Sauter sur les toits : Rencontre avec la Première danseuse Kaidi Wu
Les danseuses Diana Teng et Kaidi Wu se sont rencontrées à New York il y a 10 ans. Elles ont fait le tour du monde ensemble, ont dansé dans les mêmes pièces et passé des heures ensemble dans les autobus, les avions et les hôtels pendant des mois. Mais ici, pour la première fois, Diana s'assoit pour en apprendre davantage sur le parcours de son amie Kaidi, connue davantage pour son rôle de déesse de la lune puis comme la jeune fille qui saute sur les toits d'un village rural chinois.
Enfance
DT : Parlons de tes débuts. Tu es originaire de Chine, n'est-ce pas ? Quand as-tu quitté le pays ?
KW : Oui, je suis née dans la province du Hebei et j'ai déménagé à Toronto, au Canada, quand j'avais 10 ans. C'était cinq jours avant mon anniversaire, et je me souviens que c'était l'anniversaire le plus embarrassant que je n'ai jamais eu. Je n'étais pas du tout proche de mes parents, nous étions séparés depuis sept ans. Ils chantaient joyeux anniversaire et je me suis assise toute seule devant le gâteau, ne ressentant aucune émotion.
DT : En quoi ton anniversaire était-il différent de tes anniversaires en Chine ?
KW : J'avais l'habitude de faire la fête avec un groupe de personnes, dont mes cousines, trois filles, un garçon, une tante, un oncle et des grands-parents, alors c'était vraiment festif. Au Canada, il n'y avait que moi. Et mes parents, qui semblaient être comme des étrangers.
DT : Quelle est l'histoire derrière tout cela ?

= Données fournies =
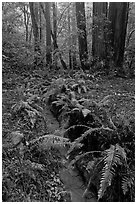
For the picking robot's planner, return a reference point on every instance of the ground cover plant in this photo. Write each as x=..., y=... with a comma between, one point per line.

= Consigne =
Prolongez l'entretien avec la danseuse Kaidi Wu à partir de la dernière question posée par Diana Teng.

= Résultat attendu =
KW : Mes parents ont dû me quitter quand je n'avais que quelques années. Ils fuyaient la persécution menée par le Parti communiste chinois. Mon père et ma mère pratiquaient le Falun Dafa (une discipline spirituelle qui met l'accent sur les principes moraux d’authenticité, bienveillance et tolérance). Lorsque la persécution de Dafa a éclaté en 1999, ils ont vu des gens autour d'eux arrêtés à leur domicile ou disparaître dans des camps de travaux forcés. Certaines personnes qu'ils connaissaient ont même été torturées et tuées parce qu'elles ne voulaient pas abandonner leur croyance.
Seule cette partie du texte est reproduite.